● Instructions to follow
Repeat the records. Each line must match exactly.

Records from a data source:
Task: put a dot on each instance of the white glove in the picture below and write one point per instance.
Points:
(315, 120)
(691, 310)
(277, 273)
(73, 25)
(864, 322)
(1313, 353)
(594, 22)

● Reply to the task
Task: put a dot on each instance of the white glove in the picture below and write one point per instance.
Points:
(315, 120)
(691, 310)
(277, 273)
(73, 25)
(864, 322)
(1313, 353)
(594, 22)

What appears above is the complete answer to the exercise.